• _BRIEF 1_: In the review of "The Fate of the Furious," where are Dom and Letty honeymooning when Dom meets Cipher?
• _BRIEF 2_: Name every actor mentioned in the review of "The Fate of the Furious."
• _BRIEF 3_: Using the review of "The Fate of the Furious," decide whether each statement agrees with it: (a) The film is the eighth installment in the series. (b) Cipher is described as a brunette. (c) The film respects the laws of physics.

• _EXTRACT PROVIDED_:
------------------------

That ol' family feeling gets punished beyond reason, but chapter 8 is still a rollicking good time.

This “family” business is getting out of hand.

We’ve thrilled to the non-traditional clan at the heart of the “Fast and Furious” franchise. Black, white, Hispanic and Asian. It doesn’t matter to our intrepid antiheroes.

They stick together like flesh and blood kin. It’s the secret sauce that holds the films together. That bond is sorely tested in “The Fate of the Furious,” the eighth and certainly not last installment in the NOS-powered series.

“Fate” delivers what you expect. Head-scratching set pieces that make our brain cells wince. Once again the laws of physics are cast aside for the biggest, baddest stunts Hollywood can muster.

For no. 8, that ubiquitous head scratching nearly draws blood.

Dom and Letty (Vin Diesel and Michelle Rodriguez) are honeymooning in Cuba when Dom meets a mysterious blonde named Cipher (Charlize Theron). She’s got something to show the hulking hero on a tablet, and it isn’t good.

------------------------

• _RECORD EXTRACTS_:
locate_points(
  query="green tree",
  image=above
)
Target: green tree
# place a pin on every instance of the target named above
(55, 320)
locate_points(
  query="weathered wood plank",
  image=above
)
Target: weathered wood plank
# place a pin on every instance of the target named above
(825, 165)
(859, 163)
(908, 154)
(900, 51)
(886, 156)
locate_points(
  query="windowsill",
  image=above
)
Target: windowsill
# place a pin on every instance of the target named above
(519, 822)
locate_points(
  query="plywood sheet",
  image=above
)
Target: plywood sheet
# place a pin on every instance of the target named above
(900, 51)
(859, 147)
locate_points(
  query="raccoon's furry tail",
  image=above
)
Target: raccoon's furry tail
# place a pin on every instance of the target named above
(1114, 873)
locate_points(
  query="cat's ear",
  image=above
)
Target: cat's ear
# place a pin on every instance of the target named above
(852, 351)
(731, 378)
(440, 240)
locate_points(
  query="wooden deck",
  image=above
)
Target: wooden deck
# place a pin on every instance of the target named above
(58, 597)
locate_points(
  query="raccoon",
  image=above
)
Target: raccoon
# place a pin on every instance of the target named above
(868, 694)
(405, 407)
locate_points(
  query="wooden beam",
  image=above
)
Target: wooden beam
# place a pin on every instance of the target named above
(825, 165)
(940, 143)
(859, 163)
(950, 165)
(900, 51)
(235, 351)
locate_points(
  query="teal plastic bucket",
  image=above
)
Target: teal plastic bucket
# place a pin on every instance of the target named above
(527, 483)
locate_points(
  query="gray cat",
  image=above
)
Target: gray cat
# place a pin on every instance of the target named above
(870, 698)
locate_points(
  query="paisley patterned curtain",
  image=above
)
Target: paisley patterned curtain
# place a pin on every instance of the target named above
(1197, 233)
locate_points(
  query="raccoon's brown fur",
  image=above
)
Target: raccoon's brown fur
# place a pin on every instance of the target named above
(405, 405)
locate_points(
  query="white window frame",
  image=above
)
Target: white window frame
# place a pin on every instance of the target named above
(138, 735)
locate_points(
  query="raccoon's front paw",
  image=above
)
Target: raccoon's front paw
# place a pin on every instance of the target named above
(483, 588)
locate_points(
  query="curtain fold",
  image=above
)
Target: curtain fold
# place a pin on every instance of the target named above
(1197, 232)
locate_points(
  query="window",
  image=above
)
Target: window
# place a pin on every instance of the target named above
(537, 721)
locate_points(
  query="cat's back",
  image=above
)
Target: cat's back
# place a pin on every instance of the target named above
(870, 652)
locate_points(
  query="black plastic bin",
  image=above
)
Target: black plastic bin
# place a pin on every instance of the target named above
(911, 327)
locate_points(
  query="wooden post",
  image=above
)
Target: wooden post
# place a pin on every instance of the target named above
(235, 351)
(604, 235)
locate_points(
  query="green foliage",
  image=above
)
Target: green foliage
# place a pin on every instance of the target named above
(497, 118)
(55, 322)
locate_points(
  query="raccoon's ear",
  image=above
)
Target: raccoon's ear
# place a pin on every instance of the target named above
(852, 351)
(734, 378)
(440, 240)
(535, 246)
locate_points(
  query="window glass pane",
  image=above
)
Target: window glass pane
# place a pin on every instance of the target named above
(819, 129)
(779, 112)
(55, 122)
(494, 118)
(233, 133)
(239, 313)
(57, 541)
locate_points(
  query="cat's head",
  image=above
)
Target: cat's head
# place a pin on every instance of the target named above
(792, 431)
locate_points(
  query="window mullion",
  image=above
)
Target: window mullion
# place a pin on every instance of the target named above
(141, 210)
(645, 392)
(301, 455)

------------------------

• _WRITTEN SOLUTION 1_: Cuba

• _WRITTEN SOLUTION 2_: Vin Diesel, Michelle Rodriguez, Charlize Theron

• _WRITTEN SOLUTION 3_:
(a) Yes: "the eighth and certainly not last installment in the NOS-powered series"
(b) No: "a mysterious blonde named Cipher"
(c) No: "Once again the laws of physics are cast aside"